= Directive A =
In the text on art at Peabody Library, list every artwork named by a title in quotation marks.
= Directive B =
Using the text on art at Peabody Library, decide whether each statement agrees with it: (i) The quilted wall hanging was stitched by Carolyn M. Evertson. (ii) The painting in Room 303 was shown at the Kennedy Center. (iii) The portrait of Julia Sears was unveiled in 1929. Answer yes or no for each and quote the deciding words.
= Directive C =
Write the next part of the text on art at Peabody Library, picking up right after its final sentence.

= Extract =

Art at Peabody Library
The Sculpture Garden adjacent to the terrace of Peabody Library was given by Bernice Weingart Gordon,'56, and Joel C. Gordon. The beautiful landscaping displays three sculptures.
"Black Cat" is a mosaic cat by Lynn Driver, 2002 middle-level art teacher of the year.
"Coming Home" is a bronze sculpture of a child by DeLoss McGraw.
Frank Fleming created "Owls Lookout," a sculpture of bronze animals.
|"Diversity of Thought" is a sculpture of books and other learning materials in porcelain and stoneware clays by Sylvia Hyman, Peabody College alumna, and is located in the Grand Reading Room.|
|A quilted wall hanging hangs above the fireplace in the Fireside Reading Room. It was donated by Carolyn M. Evertson, Professor of Education Emerita. It was stitched by Rebecca C. Neely, Huntsville, Alabama, using fabric from Peabody doctoral hoods. The iris, which is the symbol of Peabody College, is depicted.|
|Sean Kelley ('06), a senior in the Department of Human & Organizational Development, created "Heirloom," on display outside the Youth Collection on the third floor of the library. Kelley took a studio art class taught by Professor Susan DeMay titled "Sculptural Ceramics." He grew to love "trompe l'oeil," a technique in which clay is deceivingly used to create realistic objects. He was inspired by Sylvia Hyman, the leader in trompe l'oeil and a Nashvillian, and was guided by Professor DeMay.|
|The painting in Room 303 was donated by the Best Buddies program at Vanderbilt University. This program pairs adults in the Nashville community with intellectual disabilities in one-to-one friendships with college students.The painting was exhibited at the Kennedy Center during the summer of 2006.|
A photo exhibit depicts scenes from the period before the merger of Peabody College for Teachers with Vanderbilt University in 1979. It is located on the first and third floors of the Library.
In the Grand Reading Room hangs an autographed photo of Helen Keller at age 32. It is inscribed, "To Dr. Payne, With heartfelt wishes for the success of the Teacher's College. Helen Keller." Dr. Bruce Ryburn Payne was the first President of George Peabody College for Teachers. The great granddaughter of Dr. Payne, Mary Kavanagh Frank, donated the photo.
A portrait of Julia Sears (1840-1929) hangs in the stairwell to the third floor of the library. She was the first woman president of a public college in the U.S., Minnesota State Normal College at Mankato. She was a mathematics professor and head of the mathematics department at Peabody State Normal College from 1875-1907. She was known as the local representative of Susan B. Anthony because she worked tirelessly for women's right to vote. She was active in the Woman's Association of the University of Nashville and its successor, Peabody Woman's Club. "Her influence as a faculty members was very marked. Her precision, her accuracy, her fairness, her brilliant demonstrations, and, above all, her ability to inspire the ambition of all those she taught became famous incidents of her instruction at Peabody." (Peabody Reflector, Dec. 1929) The portrait was painted by Cornelius Hankins and was unveiled in 1904.

= Given records =
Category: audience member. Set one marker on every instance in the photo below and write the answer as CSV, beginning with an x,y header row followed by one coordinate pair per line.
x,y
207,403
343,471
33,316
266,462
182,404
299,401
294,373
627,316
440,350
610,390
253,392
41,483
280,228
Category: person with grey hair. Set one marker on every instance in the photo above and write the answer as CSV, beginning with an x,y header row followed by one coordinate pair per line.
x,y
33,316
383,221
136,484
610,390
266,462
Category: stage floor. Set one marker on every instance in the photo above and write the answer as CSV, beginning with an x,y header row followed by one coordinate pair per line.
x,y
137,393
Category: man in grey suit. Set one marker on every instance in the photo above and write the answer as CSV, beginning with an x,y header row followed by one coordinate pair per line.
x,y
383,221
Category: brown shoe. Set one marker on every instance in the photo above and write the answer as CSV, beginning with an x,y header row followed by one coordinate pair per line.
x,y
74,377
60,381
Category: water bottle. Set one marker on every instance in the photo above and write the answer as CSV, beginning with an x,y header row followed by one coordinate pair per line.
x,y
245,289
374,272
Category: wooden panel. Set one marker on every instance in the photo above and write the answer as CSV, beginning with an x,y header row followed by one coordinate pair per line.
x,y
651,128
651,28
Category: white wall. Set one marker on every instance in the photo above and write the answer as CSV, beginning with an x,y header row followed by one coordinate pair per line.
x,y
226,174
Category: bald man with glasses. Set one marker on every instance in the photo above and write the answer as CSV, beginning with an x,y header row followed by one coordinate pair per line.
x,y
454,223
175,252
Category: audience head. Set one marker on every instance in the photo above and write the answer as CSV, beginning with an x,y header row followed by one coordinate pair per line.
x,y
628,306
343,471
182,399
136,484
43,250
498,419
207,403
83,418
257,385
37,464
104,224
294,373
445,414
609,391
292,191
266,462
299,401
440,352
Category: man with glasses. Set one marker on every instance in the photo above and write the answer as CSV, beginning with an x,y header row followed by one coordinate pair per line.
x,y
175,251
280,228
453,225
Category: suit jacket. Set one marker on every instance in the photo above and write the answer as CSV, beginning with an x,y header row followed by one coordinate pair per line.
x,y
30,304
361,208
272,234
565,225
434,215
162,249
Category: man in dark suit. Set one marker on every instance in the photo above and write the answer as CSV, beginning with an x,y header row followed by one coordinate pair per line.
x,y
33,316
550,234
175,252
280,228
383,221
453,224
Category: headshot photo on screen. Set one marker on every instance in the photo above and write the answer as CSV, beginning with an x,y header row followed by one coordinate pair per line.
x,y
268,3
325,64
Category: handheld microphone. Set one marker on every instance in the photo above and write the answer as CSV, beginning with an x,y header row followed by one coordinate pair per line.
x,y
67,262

= Task answer A =
"Black Cat", "Coming Home", "Owls Lookout", "Diversity of Thought", "Heirloom"

= Task answer B =
(i) No: "It was stitched by Rebecca C. Neely, Huntsville, Alabama, using fabric from Peabody doctoral hoods."
(ii) Yes: "The painting was exhibited at the Kennedy Center during the summer of 2006."
(iii) No: "The portrait was painted by Cornelius Hankins and was unveiled in 1904."

= Task answer C =
A portrait of James C. Bradford hangs in the stairwell across from Julia Sears. Born in Mississippi in 1852, James Cowden Bradford came to Nashville in 1872. Here he became a very successful lawyer. But beyond being an astute attorney, he became actively involved with the welfare of his community. He became extremely interested in Peabody Normal School in 1905 when it was thought that it might be withdrawn from Nashville. He was made a member of the board of trustees in 1909 and subsequently made chairman of the Executive Committee and was instrumental in bringing Bruce Ryburn Payne from the University of Virginia to become president of the new found Peabody College for Teachers. Bradford steered the board through the difficult decisions facing them in the move to a new campus. It was his vision that the college would cease to be sectional and become genuinely national. He attempted to resign from the board following a stroke, but his resignation was refused. He died May 15, 1914. Three weeks afterwards Peabody College for Teachers opened on its new campus.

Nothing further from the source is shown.